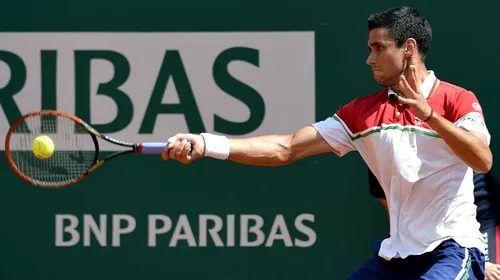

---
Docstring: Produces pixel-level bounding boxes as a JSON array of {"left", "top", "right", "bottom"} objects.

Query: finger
[
  {"left": 408, "top": 65, "right": 418, "bottom": 91},
  {"left": 161, "top": 148, "right": 169, "bottom": 160},
  {"left": 162, "top": 137, "right": 177, "bottom": 160},
  {"left": 166, "top": 134, "right": 186, "bottom": 151},
  {"left": 179, "top": 134, "right": 205, "bottom": 156},
  {"left": 169, "top": 139, "right": 182, "bottom": 160},
  {"left": 174, "top": 139, "right": 186, "bottom": 157},
  {"left": 181, "top": 133, "right": 202, "bottom": 146},
  {"left": 168, "top": 134, "right": 197, "bottom": 151},
  {"left": 180, "top": 139, "right": 192, "bottom": 159},
  {"left": 177, "top": 139, "right": 187, "bottom": 157},
  {"left": 398, "top": 75, "right": 413, "bottom": 97},
  {"left": 166, "top": 136, "right": 176, "bottom": 149}
]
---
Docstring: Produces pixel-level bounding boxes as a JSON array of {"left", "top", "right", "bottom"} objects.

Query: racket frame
[{"left": 5, "top": 110, "right": 141, "bottom": 188}]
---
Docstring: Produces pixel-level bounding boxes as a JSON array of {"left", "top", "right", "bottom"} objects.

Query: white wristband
[{"left": 200, "top": 133, "right": 230, "bottom": 160}]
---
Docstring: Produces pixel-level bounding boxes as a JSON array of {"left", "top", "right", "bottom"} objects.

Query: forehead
[{"left": 368, "top": 28, "right": 396, "bottom": 46}]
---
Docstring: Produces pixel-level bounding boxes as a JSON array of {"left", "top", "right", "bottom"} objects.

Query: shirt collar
[{"left": 388, "top": 70, "right": 436, "bottom": 100}]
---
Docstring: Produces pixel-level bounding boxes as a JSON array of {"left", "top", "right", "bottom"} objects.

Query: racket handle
[
  {"left": 138, "top": 142, "right": 168, "bottom": 154},
  {"left": 138, "top": 141, "right": 193, "bottom": 155}
]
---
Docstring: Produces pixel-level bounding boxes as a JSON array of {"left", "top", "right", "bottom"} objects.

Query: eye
[{"left": 368, "top": 45, "right": 382, "bottom": 52}]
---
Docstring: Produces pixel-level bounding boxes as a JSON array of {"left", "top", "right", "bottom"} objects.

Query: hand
[
  {"left": 486, "top": 262, "right": 500, "bottom": 280},
  {"left": 397, "top": 64, "right": 433, "bottom": 121},
  {"left": 162, "top": 133, "right": 205, "bottom": 164}
]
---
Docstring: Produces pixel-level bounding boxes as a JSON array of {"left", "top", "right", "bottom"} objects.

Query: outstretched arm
[
  {"left": 227, "top": 126, "right": 335, "bottom": 166},
  {"left": 163, "top": 125, "right": 337, "bottom": 165}
]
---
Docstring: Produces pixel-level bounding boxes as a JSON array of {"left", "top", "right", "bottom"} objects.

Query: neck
[{"left": 391, "top": 63, "right": 429, "bottom": 93}]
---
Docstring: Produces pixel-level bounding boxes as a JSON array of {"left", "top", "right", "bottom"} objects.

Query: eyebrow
[{"left": 368, "top": 42, "right": 385, "bottom": 48}]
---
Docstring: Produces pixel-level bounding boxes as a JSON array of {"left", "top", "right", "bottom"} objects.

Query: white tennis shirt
[{"left": 313, "top": 71, "right": 491, "bottom": 259}]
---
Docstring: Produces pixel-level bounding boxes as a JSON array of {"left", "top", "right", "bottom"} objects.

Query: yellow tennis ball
[{"left": 32, "top": 135, "right": 55, "bottom": 159}]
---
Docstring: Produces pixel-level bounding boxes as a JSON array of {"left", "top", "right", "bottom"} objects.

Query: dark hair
[{"left": 367, "top": 6, "right": 432, "bottom": 60}]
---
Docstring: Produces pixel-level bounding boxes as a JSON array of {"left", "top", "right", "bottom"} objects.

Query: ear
[{"left": 404, "top": 38, "right": 417, "bottom": 58}]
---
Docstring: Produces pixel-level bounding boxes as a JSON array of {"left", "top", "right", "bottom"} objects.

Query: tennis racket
[{"left": 5, "top": 110, "right": 188, "bottom": 188}]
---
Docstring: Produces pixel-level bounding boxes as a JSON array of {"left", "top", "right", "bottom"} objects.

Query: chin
[
  {"left": 374, "top": 77, "right": 391, "bottom": 87},
  {"left": 374, "top": 75, "right": 399, "bottom": 87}
]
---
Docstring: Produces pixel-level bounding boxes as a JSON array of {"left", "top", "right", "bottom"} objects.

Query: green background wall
[{"left": 1, "top": 0, "right": 499, "bottom": 279}]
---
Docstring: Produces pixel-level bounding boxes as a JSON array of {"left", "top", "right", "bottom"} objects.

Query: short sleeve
[
  {"left": 312, "top": 104, "right": 357, "bottom": 157},
  {"left": 449, "top": 90, "right": 491, "bottom": 145}
]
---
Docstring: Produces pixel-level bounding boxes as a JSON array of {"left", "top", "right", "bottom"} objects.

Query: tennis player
[{"left": 164, "top": 6, "right": 492, "bottom": 279}]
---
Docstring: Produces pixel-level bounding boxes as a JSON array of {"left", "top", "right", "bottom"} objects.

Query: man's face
[{"left": 366, "top": 27, "right": 407, "bottom": 87}]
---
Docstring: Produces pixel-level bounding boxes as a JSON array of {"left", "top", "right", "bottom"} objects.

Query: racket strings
[{"left": 9, "top": 114, "right": 96, "bottom": 187}]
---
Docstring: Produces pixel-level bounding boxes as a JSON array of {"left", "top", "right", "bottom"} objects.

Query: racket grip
[
  {"left": 138, "top": 142, "right": 168, "bottom": 154},
  {"left": 138, "top": 141, "right": 193, "bottom": 155}
]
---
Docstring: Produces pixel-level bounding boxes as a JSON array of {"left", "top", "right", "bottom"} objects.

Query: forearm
[
  {"left": 427, "top": 113, "right": 492, "bottom": 173},
  {"left": 227, "top": 135, "right": 293, "bottom": 166},
  {"left": 200, "top": 126, "right": 333, "bottom": 166}
]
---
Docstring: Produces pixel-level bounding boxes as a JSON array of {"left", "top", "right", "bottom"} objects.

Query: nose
[{"left": 366, "top": 52, "right": 376, "bottom": 66}]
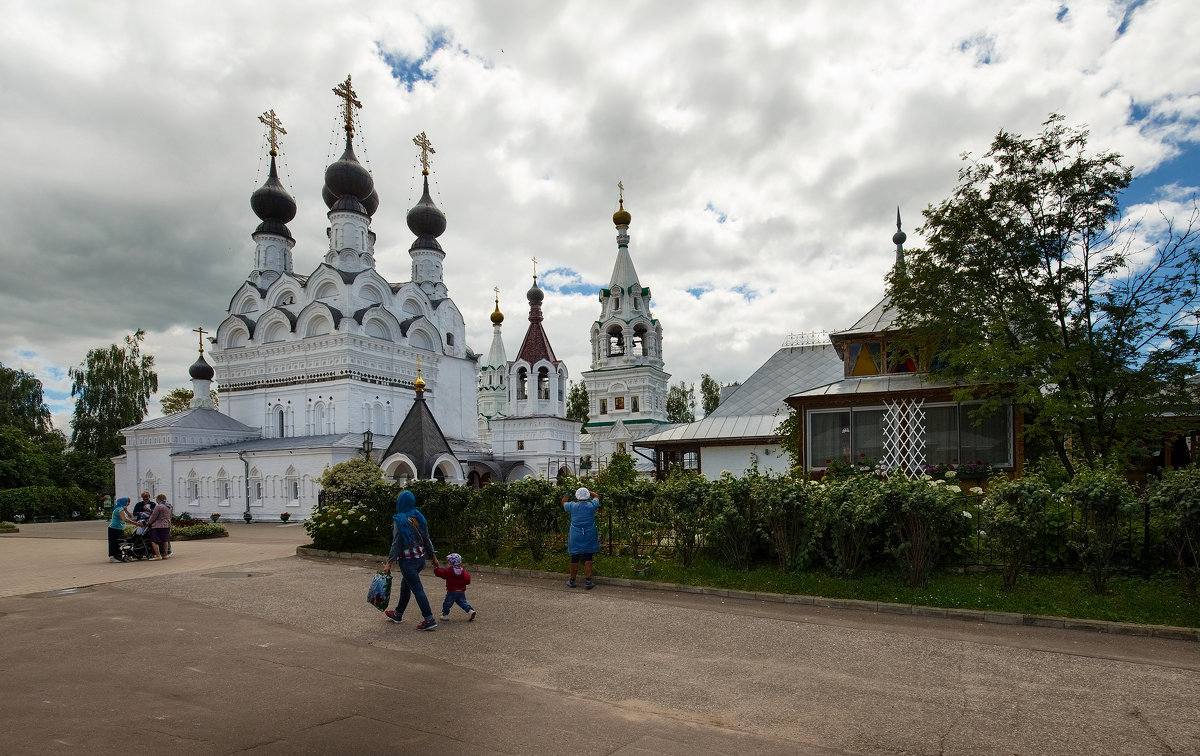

-=-=-=-=-

**Task description:**
The expected result is every record above, word for word, with no pictures in it.

**Answer for this exercise:**
---
Docstring: Produces pixel-level bounding boxes as a JSON array of {"left", "top", "right", "bottom"} objects.

Query: finger
[
  {"left": 408, "top": 65, "right": 418, "bottom": 91},
  {"left": 161, "top": 148, "right": 169, "bottom": 160},
  {"left": 162, "top": 137, "right": 177, "bottom": 160},
  {"left": 166, "top": 134, "right": 186, "bottom": 151},
  {"left": 179, "top": 134, "right": 205, "bottom": 156},
  {"left": 169, "top": 139, "right": 182, "bottom": 160},
  {"left": 174, "top": 139, "right": 186, "bottom": 157},
  {"left": 181, "top": 133, "right": 202, "bottom": 146},
  {"left": 168, "top": 134, "right": 197, "bottom": 151},
  {"left": 180, "top": 139, "right": 192, "bottom": 159},
  {"left": 177, "top": 139, "right": 187, "bottom": 157},
  {"left": 398, "top": 75, "right": 413, "bottom": 97},
  {"left": 166, "top": 136, "right": 176, "bottom": 149}
]
---
Docstring: Produces pixel-level bounding boxes as a JSON array of {"left", "top", "right", "bottom"} objects.

Query: racket frame
[{"left": 5, "top": 110, "right": 141, "bottom": 188}]
---
Docstring: Produces pixel-level bounding boxes as a JSON array of {"left", "top", "right", "bottom"} objects.

Query: white wristband
[{"left": 200, "top": 133, "right": 230, "bottom": 160}]
---
Docstring: Produces pixel-level bounding boxes as a JSON array of {"left", "top", "right", "bottom"} objects.

Query: forehead
[{"left": 368, "top": 28, "right": 396, "bottom": 46}]
---
Docstring: Produces pixel-level bounding boxes as a JSON array of {"left", "top", "right", "bottom"} objects.

Query: shirt collar
[{"left": 388, "top": 70, "right": 436, "bottom": 100}]
---
Docstring: Produces pixel-level bounding boxes as a JSON array of {"left", "top", "right", "bottom"} objects.

Query: racket handle
[
  {"left": 138, "top": 142, "right": 168, "bottom": 154},
  {"left": 138, "top": 141, "right": 193, "bottom": 155}
]
---
Docstring: Produces pixel-level bounding boxes as a JSON array of {"left", "top", "right", "bottom"} objects.

Query: eye
[{"left": 368, "top": 45, "right": 382, "bottom": 52}]
---
Docstring: Produces pixel-level bounding boxes as a JSON array of {"left", "top", "right", "bottom"} objects.

Query: hand
[
  {"left": 486, "top": 262, "right": 500, "bottom": 280},
  {"left": 397, "top": 64, "right": 433, "bottom": 121},
  {"left": 162, "top": 133, "right": 205, "bottom": 164}
]
---
Docstring: Produces pixel-level bounding boxes as a JSON array of {"left", "top", "right", "bottom"} objects.

Query: outstretched arm
[
  {"left": 227, "top": 126, "right": 335, "bottom": 166},
  {"left": 163, "top": 125, "right": 337, "bottom": 165}
]
---
Docstring: Produces pixel-level bounding boxes as a JSON array of {"left", "top", "right", "bottom"} objects.

Query: neck
[{"left": 391, "top": 63, "right": 429, "bottom": 93}]
---
Docstring: Produces pixel-level bounding boxes as a JSON array of {"left", "top", "right", "bottom"} objects.

Query: eyebrow
[{"left": 368, "top": 42, "right": 385, "bottom": 48}]
---
Docstring: Produces pixel-level bounding boxes as a JSON array of {"left", "top", "right", "bottom"} objects.

Query: white tennis shirt
[{"left": 313, "top": 71, "right": 491, "bottom": 259}]
---
Docstring: Produces pixel-level bounding boxes as a JSON array of {"left", "top", "right", "bottom"} objects.

Query: yellow tennis ball
[{"left": 32, "top": 135, "right": 55, "bottom": 159}]
---
Docstring: Produces pixel-level bounding boxes as a JSON array of {"left", "top", "right", "bottom"} objects.

Query: dark hair
[{"left": 367, "top": 6, "right": 432, "bottom": 60}]
---
Docstring: Produces pixel-level bounding boxes as a JSON array of {"left", "top", "right", "bottom"} objects.

Query: ear
[{"left": 404, "top": 38, "right": 417, "bottom": 58}]
---
Docstring: Produces pixel-level bounding boxes as a JSON array of {"left", "top", "right", "bottom"} objects.

Query: tennis racket
[{"left": 5, "top": 110, "right": 188, "bottom": 188}]
---
Docstring: Produces pixel-level bounding boxes as a JSON array of {"left", "top", "right", "bottom"} objects.

Query: chin
[
  {"left": 374, "top": 77, "right": 391, "bottom": 87},
  {"left": 374, "top": 75, "right": 399, "bottom": 87}
]
---
Docstring: Produces pixel-level bounding boxes as a JSON array of {"left", "top", "right", "bottom"} objects.

Query: green background wall
[{"left": 1, "top": 0, "right": 499, "bottom": 279}]
---
Docstring: Produces pixel-level bounding boxes as a JSON array of {"left", "top", "right", "bottom"} objects.

Query: short sleeve
[
  {"left": 312, "top": 104, "right": 357, "bottom": 157},
  {"left": 449, "top": 90, "right": 491, "bottom": 145}
]
---
Docstring: Produces pixel-level bounding boxes as a JSON array of {"left", "top", "right", "bottom"} objects.

Query: tennis player
[{"left": 164, "top": 6, "right": 492, "bottom": 279}]
---
Docstring: Produces pixel-level bounding boxes as a JSON array of {"left", "top", "right", "bottom"} objects.

Query: man's face
[{"left": 366, "top": 27, "right": 407, "bottom": 87}]
---
Docstring: Produces pixel-level bounding boxes as a JSON array of {"left", "top", "right", "bottom"} objects.

Query: racket strings
[{"left": 9, "top": 114, "right": 96, "bottom": 187}]
---
Docstring: Produces pixel-level bounding boxes as a JSON array of {"left", "top", "right", "bottom"} objects.

Query: racket grip
[
  {"left": 138, "top": 142, "right": 168, "bottom": 154},
  {"left": 138, "top": 141, "right": 193, "bottom": 155}
]
---
Docstring: Produces pixel-level bounding boxes as a JSON array of {"left", "top", "right", "bottom"} objects.

Query: forearm
[
  {"left": 427, "top": 113, "right": 492, "bottom": 173},
  {"left": 227, "top": 135, "right": 293, "bottom": 166},
  {"left": 200, "top": 126, "right": 333, "bottom": 166}
]
---
Docstring: Produces pixel-level bounding boxes as a JSON array of {"left", "top", "right", "bottom"} objects.

Query: nose
[{"left": 366, "top": 52, "right": 376, "bottom": 66}]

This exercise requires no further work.